> _COSA SI CHIEDE_
Nel testo fornito, chi aveva regalato a Thaïs la statuetta di Eros?

Poi arrivò l’amore, per il figlio del
proconsole di Antiochia, che la piegò non senza pesanti insistenze. Amore però
durato nemmeno sei mesi, dopodichè Thaïs tornò per un po’ alla sua precedente professione,
per poi specializzarsi come attrice di prosa, fino a conquistare letteralmente
il pubblico-bene di Antiochia, la cui crema la ricoprì d’oro, in cambio di... sì,
proprio quello.
Fu così che, dopo anni trascorsi sulle rive
dell’Oronte, ebbe nostalgia della sua Alessandria e vi fece ritorno,
raccogliendo successi e... amori in quantità, ma non in qualità. Fra questi
ecco proprio Nicias, che cercava di trascinarla nel suo agnosticismo e nella
sua filosofia da carpe-diem, che lei
peraltro cominciava ad aborrire, proprio in virtù del suo lontano passato da
battezzata. Una notte, aggirandosi per Alessandria, si imbattè in una folla di
cristiani che celebravano un loro martire: San Teodoro il Nubiano! Il ricordo
dello schiavo che l’aveva fatta battezzare la distolse per un po’ dal vortice
della sua vita mondana, portandola ad allontanare da sè anche Nicias.
Ma ben presto in quel vortice tornò a
tuffarsi. Si era fatta costruire nella sua dimora una grotta delle ninfe, un ambiente esotico e orientaleggiante, dove
spiccava una statuetta di Eros, dono di Nicias, e dove lei amava ritirarsi con
gli amici a conversare; oppure, come quella sera, standosene a godere in
solitudine il gran successo riscosso sulla scena, ma anche a meditare sul
passar degli anni e sulla caducità delle cose terrene. Era la sera in cui
Paphnuce l’aveva vista recitare Polissena. E adesso lui era lì, davanti a lei.
Per manifestare il suo interesse per una donna così famosa e così bella.

> _RIGHE DI DATI_
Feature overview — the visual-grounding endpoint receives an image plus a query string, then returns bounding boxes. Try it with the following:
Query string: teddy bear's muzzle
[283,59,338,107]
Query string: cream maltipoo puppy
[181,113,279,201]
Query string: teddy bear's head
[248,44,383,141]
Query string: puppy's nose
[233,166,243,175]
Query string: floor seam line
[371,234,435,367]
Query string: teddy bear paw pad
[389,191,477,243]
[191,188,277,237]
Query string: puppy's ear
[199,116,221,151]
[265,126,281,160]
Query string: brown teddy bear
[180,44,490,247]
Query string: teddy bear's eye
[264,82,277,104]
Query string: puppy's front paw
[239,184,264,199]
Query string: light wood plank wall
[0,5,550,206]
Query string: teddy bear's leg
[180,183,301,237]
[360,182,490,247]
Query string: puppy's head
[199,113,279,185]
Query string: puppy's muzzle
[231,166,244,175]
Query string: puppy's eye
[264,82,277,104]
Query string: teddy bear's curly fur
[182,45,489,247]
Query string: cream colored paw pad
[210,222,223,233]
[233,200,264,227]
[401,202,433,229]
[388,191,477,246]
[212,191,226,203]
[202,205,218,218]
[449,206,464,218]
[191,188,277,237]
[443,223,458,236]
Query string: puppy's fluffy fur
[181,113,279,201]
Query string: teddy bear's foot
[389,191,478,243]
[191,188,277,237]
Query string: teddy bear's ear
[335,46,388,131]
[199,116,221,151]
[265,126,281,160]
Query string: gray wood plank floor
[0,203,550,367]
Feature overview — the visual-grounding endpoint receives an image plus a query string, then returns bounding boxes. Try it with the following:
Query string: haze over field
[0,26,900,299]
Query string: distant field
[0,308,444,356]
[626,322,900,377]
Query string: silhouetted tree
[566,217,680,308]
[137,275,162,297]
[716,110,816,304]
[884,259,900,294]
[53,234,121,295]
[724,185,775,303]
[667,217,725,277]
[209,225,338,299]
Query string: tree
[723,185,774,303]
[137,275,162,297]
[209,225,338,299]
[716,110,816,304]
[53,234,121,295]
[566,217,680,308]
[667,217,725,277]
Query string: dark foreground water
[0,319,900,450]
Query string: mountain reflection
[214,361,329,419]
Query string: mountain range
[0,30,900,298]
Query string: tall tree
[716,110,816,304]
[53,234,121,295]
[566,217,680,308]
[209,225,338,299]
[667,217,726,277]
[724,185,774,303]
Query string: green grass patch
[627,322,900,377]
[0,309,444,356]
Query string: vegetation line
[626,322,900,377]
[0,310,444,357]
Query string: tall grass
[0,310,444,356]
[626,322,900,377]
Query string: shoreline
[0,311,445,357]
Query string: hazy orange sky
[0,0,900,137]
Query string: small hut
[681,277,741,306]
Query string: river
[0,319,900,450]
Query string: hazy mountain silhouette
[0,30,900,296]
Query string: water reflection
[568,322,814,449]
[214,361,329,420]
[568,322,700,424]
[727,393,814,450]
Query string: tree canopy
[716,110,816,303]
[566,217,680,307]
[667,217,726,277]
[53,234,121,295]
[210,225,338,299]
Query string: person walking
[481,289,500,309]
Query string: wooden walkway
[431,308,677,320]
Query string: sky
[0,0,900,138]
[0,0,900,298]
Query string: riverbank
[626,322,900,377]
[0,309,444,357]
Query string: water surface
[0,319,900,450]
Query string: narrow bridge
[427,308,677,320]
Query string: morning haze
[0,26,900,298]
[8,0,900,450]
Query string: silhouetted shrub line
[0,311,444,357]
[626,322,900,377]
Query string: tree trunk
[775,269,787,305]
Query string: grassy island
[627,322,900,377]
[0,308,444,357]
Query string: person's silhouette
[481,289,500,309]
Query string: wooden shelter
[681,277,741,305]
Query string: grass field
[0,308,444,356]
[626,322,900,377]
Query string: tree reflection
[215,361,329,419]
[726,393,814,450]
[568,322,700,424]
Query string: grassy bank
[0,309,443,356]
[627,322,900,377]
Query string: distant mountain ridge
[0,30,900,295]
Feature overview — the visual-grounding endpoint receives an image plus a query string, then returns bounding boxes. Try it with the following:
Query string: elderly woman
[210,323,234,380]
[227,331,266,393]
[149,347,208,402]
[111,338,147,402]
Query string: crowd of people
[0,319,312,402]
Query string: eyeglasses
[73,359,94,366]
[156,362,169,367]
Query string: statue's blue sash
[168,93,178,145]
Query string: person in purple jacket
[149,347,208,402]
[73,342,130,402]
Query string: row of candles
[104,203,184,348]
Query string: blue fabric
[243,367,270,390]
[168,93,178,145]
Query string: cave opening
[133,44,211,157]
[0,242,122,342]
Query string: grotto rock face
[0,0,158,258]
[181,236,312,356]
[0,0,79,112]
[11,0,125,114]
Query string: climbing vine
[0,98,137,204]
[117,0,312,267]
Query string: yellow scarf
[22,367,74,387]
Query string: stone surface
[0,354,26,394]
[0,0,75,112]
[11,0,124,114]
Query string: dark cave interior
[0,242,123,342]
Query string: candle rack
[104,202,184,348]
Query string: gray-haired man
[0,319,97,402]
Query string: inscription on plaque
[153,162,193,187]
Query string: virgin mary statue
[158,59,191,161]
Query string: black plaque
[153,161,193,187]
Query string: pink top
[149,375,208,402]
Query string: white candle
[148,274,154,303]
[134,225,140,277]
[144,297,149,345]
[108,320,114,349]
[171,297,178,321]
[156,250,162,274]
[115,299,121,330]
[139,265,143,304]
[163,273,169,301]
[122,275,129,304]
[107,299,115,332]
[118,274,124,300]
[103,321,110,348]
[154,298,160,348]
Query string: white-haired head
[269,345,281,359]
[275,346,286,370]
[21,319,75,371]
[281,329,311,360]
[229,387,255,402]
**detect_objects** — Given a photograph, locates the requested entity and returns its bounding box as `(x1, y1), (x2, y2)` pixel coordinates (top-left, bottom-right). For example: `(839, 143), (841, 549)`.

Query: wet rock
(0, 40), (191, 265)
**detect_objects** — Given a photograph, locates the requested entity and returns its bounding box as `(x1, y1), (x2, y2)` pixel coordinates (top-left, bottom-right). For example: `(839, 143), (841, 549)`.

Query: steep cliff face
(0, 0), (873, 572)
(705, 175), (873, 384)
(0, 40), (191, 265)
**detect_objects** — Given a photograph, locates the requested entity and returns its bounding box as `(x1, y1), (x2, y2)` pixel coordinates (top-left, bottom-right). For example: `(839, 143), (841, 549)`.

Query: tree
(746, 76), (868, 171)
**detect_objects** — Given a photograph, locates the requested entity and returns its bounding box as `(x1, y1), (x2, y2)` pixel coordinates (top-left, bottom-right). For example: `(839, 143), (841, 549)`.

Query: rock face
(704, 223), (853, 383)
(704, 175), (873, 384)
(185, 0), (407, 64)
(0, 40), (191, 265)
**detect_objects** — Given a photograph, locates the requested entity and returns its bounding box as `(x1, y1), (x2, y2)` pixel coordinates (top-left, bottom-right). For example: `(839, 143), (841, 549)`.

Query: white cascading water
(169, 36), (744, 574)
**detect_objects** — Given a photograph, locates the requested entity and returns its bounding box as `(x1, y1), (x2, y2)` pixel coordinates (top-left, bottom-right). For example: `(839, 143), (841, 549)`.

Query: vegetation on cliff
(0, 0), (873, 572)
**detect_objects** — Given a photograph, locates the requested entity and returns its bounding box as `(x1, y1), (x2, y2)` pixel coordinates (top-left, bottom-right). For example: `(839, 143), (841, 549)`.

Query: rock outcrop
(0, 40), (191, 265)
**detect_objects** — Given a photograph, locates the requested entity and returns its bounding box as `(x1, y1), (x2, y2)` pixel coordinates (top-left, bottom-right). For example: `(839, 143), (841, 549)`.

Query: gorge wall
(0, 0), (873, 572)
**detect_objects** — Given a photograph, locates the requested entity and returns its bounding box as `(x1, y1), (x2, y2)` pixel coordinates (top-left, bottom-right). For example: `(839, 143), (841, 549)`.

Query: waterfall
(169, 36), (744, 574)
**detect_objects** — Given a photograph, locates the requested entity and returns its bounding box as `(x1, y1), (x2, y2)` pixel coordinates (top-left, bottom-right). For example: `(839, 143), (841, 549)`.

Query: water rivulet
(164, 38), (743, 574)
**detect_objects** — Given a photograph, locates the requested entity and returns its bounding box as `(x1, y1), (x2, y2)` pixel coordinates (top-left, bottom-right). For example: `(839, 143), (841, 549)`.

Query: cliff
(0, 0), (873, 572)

> _RISPOSTA ATTESA_
Nicias.